** PASSAGE **
Rehabilitation services are available for cancer survivors with physical and/or cognitive impairments in an effort to maintain or restore function, reduce symptom burden, maximize independence and improve quality of life.


Rehabilitation has quickly become a service that survivors and providers expect, and one that can assist in compliance to treatment through symptom management. The American College of Surgeons Commission on Cancer and The Joint Commission require accredited programs to have policies and procedures in place to ensure survivor access to rehabilitation services either on-site or by referral.

Cancer rehabilitation services include the following:

  • Lymphedema Program
  • Occupational Therapy
  • Pain Management
  • Speech Therapy
  • Physical Therapy
  • Audiology
  • Pelvic Floor Therapy

Therapist responsibilities:

  • Collaboration and coordination of care in a multidisciplinary team setting, managing issues impacting the survivor’s functional status through appropriate screening, assessment, and intervention across the care continuum
  • Addresses and integrates side effect management, integrative medicine issues in the context of evidence-based care and services
  • Provides treatment and education information about maintaining or restoring function, reducing symptom burden, maximizing independence and improving quality of life throughout survivorship



All rehabilitation staff (Physical Therapy, Occupational Therapy, Speech-Language Pathology, and Audiology) have degrees and are licensed providers. There are additional certifications for lymphedema therapy, pelvic floor therapy, myofascial release training, swallowing disorders, etc., that benefit the care of cancer survivors. Additional speech therapy specialty certifications that may of benefit include: BCS-S (Board Certified Specialist- Swallowing and Swallowing Disorders); MBSImp (Modified Barium Swallow Impairment Profile). The American Board of Swallowing and Swallowing Disorders certification information. (The American Board of Physical Therapy Specialties (ABPTS) offers Oncology Specialist Certification.

** EXERCISE DIRECTIONS **
Please name the two bodies that, according to the cancer rehabilitation text, require accredited programs to ensure survivor access to rehabilitation services.

** EXTRACTED DATA **
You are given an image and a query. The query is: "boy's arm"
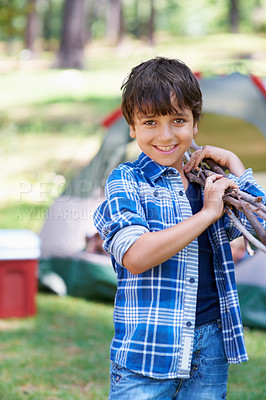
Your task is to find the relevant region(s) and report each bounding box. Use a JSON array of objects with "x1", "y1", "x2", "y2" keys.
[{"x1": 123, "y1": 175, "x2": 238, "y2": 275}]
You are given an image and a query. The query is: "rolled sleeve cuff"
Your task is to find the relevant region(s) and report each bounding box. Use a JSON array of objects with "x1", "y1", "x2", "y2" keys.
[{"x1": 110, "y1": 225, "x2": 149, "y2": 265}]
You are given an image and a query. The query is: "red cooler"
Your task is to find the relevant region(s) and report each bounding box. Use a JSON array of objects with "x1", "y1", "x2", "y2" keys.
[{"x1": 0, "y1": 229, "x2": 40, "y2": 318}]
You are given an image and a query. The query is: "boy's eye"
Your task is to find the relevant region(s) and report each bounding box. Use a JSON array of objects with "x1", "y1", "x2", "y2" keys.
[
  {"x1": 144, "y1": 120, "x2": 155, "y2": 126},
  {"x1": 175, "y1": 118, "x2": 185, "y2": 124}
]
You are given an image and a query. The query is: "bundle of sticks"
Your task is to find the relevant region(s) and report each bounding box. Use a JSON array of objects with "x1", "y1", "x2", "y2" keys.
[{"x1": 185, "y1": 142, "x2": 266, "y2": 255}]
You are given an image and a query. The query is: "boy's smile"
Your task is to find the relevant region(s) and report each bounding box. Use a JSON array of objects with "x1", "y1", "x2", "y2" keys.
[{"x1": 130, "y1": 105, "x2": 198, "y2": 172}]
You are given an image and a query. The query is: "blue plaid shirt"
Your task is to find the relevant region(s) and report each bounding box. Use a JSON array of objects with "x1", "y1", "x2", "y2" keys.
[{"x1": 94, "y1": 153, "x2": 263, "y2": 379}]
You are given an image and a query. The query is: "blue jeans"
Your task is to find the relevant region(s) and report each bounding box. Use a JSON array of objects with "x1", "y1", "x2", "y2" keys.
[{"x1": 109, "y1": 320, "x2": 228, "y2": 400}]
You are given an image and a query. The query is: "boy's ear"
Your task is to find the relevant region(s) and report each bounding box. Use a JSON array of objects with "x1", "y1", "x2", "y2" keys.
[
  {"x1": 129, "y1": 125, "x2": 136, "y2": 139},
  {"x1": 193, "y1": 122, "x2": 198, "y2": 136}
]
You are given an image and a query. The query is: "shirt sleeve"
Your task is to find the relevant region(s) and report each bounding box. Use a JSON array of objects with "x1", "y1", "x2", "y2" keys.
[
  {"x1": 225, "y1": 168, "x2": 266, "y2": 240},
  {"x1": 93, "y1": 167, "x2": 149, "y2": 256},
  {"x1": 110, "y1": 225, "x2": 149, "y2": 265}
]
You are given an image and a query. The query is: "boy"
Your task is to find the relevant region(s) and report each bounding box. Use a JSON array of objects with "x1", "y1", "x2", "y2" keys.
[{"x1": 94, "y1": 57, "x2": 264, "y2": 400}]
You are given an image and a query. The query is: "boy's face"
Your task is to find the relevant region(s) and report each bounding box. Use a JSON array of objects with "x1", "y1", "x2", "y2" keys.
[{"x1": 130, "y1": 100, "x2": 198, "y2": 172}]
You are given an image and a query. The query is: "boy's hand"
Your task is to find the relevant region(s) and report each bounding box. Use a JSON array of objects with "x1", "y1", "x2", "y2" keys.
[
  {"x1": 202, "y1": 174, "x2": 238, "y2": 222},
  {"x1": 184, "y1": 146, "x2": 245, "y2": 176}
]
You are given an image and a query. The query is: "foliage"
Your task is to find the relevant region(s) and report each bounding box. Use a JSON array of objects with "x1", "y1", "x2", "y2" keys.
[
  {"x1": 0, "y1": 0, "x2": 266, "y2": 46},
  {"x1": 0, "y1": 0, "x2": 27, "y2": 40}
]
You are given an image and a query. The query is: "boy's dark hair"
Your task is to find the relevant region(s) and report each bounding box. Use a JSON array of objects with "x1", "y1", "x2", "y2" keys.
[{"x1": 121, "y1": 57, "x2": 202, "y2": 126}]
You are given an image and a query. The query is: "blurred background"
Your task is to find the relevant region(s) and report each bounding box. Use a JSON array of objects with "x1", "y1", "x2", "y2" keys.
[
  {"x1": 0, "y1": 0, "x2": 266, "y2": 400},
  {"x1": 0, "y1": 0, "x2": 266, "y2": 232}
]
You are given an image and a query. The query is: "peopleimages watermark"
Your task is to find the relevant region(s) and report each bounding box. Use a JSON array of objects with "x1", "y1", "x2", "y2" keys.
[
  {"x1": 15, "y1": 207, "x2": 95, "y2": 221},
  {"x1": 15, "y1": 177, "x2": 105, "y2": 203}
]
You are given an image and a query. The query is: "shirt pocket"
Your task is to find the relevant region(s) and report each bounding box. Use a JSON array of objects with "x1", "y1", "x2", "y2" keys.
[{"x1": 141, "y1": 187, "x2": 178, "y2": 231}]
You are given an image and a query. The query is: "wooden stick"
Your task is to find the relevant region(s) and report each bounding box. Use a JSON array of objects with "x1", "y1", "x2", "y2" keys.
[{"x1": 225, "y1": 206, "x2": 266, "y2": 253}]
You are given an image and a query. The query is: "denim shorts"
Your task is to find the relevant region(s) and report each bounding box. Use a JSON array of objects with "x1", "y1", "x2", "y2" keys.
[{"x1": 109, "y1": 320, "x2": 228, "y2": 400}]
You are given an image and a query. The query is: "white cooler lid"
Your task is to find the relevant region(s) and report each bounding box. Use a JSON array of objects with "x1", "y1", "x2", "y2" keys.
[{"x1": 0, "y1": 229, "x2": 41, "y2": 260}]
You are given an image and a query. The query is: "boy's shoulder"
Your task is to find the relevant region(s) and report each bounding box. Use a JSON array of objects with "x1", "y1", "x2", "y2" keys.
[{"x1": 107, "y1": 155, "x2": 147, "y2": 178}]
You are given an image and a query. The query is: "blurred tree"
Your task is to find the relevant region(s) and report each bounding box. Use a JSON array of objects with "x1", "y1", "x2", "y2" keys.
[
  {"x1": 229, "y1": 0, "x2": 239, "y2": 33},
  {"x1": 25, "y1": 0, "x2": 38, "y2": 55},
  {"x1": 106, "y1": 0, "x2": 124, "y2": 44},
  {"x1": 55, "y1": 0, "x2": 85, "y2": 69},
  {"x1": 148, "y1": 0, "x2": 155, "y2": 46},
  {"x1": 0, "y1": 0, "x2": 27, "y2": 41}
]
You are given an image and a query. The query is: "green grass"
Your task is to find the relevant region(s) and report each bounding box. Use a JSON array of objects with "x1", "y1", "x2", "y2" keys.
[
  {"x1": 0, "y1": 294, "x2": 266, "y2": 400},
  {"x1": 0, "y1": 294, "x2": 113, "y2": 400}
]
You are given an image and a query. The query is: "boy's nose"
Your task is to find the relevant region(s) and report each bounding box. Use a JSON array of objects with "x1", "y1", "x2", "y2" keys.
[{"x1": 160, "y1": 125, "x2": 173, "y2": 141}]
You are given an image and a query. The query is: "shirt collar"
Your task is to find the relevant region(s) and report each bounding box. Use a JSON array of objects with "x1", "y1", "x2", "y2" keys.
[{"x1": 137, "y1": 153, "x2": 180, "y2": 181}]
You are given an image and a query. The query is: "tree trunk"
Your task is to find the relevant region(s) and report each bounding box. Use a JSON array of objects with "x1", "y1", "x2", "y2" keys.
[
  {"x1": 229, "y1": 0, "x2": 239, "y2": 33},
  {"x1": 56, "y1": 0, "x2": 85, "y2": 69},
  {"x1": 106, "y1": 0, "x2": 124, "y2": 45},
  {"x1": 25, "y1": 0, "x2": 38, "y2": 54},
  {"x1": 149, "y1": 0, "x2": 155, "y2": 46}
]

--

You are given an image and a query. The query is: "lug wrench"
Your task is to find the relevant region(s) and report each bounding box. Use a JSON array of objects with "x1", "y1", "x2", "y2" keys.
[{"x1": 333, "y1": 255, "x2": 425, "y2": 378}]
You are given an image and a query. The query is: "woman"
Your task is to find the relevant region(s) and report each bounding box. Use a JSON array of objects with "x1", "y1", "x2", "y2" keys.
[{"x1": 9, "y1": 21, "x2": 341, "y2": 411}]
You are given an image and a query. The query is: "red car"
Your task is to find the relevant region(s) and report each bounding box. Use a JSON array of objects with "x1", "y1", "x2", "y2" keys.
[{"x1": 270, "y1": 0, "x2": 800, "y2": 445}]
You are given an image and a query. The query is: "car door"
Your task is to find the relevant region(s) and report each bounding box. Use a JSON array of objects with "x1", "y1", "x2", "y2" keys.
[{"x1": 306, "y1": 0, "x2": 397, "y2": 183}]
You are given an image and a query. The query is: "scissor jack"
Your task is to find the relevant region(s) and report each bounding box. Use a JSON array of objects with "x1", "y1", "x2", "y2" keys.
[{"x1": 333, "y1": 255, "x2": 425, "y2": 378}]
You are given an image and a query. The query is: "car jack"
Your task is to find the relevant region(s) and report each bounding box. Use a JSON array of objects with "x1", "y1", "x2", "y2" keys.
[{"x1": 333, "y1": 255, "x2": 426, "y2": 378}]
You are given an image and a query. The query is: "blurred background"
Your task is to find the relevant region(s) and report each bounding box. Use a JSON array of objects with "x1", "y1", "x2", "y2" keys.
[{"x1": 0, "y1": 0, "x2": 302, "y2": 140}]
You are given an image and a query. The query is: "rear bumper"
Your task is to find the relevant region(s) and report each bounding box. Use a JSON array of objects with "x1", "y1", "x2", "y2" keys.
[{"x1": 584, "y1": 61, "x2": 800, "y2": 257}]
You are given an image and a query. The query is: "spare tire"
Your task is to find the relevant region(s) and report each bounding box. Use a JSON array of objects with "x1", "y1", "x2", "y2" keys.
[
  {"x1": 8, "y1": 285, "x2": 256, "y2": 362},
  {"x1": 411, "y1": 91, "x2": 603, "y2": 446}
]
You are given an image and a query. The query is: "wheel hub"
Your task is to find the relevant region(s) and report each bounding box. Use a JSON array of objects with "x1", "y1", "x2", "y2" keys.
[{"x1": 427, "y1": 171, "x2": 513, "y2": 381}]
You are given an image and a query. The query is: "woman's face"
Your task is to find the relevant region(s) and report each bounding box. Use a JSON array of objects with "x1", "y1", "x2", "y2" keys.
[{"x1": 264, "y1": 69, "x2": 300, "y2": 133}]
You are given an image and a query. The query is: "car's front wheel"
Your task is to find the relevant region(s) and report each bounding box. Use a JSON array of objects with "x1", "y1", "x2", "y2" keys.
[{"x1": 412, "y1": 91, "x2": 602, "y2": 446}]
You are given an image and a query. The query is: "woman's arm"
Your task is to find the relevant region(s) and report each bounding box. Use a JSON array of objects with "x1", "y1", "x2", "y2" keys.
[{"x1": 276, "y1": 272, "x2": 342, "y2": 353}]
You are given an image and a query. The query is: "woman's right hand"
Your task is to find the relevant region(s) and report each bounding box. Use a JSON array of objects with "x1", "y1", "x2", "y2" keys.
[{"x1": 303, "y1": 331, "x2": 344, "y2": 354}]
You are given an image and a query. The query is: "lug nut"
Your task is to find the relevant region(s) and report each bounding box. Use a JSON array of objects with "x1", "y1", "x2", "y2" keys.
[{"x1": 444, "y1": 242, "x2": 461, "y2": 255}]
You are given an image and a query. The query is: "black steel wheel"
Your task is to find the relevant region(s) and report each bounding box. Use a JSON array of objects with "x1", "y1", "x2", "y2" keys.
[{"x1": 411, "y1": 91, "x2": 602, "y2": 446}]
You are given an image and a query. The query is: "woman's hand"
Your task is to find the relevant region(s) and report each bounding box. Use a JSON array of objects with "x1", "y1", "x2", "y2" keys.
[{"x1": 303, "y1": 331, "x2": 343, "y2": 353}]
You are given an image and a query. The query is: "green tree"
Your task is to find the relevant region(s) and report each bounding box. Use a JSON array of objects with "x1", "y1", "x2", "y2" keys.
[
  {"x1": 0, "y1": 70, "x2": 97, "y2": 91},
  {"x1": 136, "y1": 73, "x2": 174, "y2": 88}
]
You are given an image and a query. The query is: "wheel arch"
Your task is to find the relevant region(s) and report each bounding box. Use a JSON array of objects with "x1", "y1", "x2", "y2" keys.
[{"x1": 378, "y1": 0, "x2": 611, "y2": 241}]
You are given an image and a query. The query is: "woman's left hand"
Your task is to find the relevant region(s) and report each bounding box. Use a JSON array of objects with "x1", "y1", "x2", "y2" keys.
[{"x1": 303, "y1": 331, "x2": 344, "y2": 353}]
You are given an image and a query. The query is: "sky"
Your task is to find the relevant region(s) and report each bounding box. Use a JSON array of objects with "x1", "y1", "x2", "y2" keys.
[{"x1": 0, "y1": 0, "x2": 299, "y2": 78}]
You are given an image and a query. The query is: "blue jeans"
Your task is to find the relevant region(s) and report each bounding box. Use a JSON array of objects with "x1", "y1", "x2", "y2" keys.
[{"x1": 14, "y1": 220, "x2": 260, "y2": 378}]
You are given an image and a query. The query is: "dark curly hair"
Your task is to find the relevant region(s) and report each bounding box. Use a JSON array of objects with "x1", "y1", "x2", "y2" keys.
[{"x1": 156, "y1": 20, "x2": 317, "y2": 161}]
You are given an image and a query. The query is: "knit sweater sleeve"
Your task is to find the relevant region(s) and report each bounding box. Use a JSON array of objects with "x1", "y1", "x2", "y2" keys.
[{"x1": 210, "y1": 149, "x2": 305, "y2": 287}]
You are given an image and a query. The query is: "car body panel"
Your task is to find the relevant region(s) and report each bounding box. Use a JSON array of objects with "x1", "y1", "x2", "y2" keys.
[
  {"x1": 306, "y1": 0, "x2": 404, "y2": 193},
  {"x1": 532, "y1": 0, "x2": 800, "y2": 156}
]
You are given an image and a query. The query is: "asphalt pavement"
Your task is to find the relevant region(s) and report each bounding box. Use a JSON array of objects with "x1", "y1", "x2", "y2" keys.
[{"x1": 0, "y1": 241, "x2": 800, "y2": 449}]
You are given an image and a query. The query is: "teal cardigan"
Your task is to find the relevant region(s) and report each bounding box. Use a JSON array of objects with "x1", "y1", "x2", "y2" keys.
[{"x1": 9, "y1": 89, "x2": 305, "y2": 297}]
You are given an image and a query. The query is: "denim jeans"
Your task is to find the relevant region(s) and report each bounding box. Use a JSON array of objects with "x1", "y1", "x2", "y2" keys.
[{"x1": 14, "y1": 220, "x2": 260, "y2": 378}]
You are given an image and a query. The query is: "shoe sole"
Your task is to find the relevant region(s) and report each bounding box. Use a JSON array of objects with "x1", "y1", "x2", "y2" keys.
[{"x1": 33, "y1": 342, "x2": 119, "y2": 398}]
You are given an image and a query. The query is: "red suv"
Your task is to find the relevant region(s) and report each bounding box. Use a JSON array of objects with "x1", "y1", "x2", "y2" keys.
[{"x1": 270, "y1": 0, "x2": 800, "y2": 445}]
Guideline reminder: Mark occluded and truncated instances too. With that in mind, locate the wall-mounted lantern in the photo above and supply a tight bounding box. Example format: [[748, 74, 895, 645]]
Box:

...

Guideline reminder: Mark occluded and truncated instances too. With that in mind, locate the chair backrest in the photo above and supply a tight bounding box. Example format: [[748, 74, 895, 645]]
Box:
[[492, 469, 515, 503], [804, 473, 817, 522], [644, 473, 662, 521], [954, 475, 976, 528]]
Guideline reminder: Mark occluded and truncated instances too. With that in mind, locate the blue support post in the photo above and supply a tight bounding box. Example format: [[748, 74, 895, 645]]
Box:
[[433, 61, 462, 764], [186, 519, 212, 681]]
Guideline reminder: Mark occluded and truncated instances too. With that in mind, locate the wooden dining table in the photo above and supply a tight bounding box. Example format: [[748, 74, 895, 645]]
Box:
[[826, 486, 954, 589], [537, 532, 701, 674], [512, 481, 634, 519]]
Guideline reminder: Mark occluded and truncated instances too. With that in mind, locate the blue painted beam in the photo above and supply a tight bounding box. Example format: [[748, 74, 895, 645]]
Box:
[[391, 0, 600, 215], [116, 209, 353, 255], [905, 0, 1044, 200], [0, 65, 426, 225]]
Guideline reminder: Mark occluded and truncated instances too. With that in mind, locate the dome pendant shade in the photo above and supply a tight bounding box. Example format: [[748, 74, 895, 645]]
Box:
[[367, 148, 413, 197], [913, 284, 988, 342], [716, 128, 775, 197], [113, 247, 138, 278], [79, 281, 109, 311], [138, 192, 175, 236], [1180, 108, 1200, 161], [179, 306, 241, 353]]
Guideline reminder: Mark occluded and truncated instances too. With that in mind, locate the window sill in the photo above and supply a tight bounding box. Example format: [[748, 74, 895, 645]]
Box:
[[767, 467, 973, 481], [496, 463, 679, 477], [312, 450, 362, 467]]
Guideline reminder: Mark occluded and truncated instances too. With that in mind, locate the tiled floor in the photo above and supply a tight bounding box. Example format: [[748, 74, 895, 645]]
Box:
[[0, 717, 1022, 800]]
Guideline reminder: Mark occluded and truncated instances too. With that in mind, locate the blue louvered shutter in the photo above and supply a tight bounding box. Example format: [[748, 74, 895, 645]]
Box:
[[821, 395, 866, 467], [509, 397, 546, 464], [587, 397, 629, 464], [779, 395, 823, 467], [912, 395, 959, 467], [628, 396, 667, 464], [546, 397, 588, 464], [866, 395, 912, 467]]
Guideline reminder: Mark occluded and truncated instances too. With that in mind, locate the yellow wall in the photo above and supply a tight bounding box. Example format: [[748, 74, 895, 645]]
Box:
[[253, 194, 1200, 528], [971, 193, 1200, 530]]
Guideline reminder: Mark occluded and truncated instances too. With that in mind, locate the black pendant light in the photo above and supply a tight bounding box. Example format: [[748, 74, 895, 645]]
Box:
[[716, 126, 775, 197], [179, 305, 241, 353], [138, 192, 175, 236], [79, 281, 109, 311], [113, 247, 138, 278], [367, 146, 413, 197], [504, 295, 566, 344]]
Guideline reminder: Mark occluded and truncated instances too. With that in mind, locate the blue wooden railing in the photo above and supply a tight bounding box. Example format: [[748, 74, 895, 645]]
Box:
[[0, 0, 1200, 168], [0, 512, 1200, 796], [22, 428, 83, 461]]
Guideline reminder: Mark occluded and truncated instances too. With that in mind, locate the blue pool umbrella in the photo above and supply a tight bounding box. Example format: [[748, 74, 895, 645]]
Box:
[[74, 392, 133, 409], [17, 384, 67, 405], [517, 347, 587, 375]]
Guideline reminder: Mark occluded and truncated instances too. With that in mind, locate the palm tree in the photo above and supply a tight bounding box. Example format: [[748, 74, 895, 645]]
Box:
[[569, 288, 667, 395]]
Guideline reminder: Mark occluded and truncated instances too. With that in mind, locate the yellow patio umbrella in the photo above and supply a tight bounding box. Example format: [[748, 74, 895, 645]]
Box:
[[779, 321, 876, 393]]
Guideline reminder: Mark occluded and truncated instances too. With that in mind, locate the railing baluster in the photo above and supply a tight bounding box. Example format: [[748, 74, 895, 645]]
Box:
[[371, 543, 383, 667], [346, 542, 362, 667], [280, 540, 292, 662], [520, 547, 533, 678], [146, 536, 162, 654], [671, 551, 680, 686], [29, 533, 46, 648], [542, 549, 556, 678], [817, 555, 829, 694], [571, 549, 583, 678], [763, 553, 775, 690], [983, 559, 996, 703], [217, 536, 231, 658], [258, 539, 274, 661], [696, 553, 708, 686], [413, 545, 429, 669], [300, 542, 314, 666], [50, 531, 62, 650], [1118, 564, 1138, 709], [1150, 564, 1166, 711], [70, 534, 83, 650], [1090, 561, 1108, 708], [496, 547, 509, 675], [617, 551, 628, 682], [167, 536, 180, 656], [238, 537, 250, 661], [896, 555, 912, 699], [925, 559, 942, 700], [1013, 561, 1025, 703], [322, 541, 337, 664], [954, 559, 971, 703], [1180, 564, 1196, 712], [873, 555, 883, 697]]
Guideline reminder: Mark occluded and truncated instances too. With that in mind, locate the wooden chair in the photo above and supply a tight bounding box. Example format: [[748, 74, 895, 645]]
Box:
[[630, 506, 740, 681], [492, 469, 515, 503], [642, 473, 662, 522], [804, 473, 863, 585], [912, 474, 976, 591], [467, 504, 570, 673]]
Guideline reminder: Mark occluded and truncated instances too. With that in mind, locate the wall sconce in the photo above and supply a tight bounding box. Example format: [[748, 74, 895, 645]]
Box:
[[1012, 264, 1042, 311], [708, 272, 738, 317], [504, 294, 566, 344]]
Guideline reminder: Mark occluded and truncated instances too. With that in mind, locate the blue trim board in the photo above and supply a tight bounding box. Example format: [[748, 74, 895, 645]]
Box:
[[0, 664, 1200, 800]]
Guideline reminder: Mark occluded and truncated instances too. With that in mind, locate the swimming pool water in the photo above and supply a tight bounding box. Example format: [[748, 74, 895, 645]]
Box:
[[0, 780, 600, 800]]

** EXERCISE ANSWER **
The American College of Surgeons Commission on Cancer and The Joint Commission.